(Entries taken from a collection)
(begin)
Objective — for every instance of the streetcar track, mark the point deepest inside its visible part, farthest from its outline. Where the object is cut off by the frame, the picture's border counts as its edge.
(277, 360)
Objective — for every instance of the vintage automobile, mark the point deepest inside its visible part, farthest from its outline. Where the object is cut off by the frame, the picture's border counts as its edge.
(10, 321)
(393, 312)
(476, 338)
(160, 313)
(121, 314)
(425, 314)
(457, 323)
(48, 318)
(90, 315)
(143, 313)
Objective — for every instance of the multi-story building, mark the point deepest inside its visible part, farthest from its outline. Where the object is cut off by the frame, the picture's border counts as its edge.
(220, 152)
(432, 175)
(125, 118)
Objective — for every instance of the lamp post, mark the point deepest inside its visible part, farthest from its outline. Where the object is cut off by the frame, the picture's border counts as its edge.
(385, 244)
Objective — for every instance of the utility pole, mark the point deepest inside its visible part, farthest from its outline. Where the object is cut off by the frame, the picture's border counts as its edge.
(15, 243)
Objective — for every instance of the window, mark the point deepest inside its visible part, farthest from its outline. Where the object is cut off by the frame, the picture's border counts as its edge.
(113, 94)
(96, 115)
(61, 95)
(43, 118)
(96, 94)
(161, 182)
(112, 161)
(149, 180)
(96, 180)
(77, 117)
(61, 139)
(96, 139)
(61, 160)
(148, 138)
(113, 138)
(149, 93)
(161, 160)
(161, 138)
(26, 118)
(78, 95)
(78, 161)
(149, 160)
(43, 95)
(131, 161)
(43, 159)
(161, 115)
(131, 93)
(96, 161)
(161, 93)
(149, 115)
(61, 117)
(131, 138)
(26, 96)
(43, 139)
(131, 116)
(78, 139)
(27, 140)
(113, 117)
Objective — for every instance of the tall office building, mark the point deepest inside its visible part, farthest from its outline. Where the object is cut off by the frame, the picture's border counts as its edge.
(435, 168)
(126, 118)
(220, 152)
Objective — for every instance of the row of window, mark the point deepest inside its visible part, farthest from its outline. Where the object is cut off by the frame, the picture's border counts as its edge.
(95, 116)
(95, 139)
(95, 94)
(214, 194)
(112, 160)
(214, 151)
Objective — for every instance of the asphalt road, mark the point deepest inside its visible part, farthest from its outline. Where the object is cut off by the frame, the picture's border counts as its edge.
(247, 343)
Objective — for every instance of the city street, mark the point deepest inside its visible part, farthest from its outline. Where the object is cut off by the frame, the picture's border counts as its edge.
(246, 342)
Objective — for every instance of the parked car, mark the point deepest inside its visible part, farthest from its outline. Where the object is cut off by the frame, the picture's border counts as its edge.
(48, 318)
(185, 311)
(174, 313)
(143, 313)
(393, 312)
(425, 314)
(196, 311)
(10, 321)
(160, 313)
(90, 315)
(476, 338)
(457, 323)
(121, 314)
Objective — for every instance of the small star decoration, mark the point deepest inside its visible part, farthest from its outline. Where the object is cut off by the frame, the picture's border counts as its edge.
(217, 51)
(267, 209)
(end)
(begin)
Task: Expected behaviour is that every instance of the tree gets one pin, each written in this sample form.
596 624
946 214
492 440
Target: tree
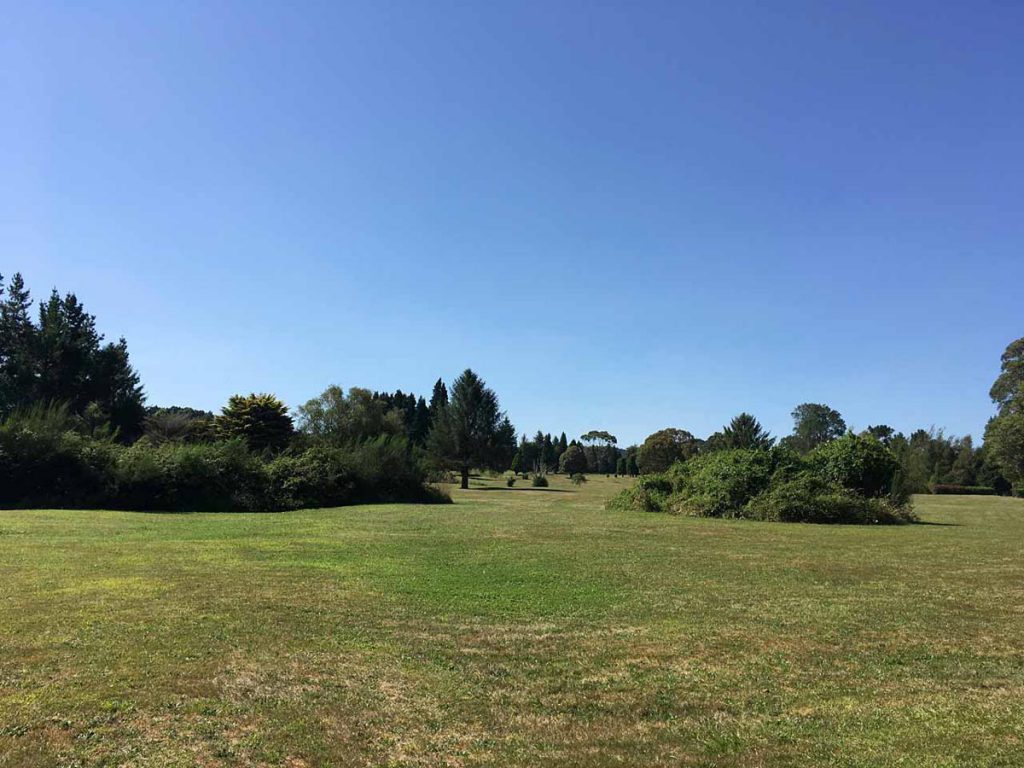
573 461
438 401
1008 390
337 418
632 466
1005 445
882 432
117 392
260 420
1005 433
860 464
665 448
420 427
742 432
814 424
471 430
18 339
(end)
(begin)
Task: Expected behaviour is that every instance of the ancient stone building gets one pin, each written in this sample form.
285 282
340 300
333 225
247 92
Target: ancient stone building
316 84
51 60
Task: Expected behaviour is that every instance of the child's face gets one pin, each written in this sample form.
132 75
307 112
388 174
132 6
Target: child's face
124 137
(end)
» Problem: Identify each line of the rows above that contains the word "face" and copy those lines out.

» Answer to the problem:
Task: Expected behaviour is that every instance of the child's face gets one pin, each written in this sample form.
Target: child's face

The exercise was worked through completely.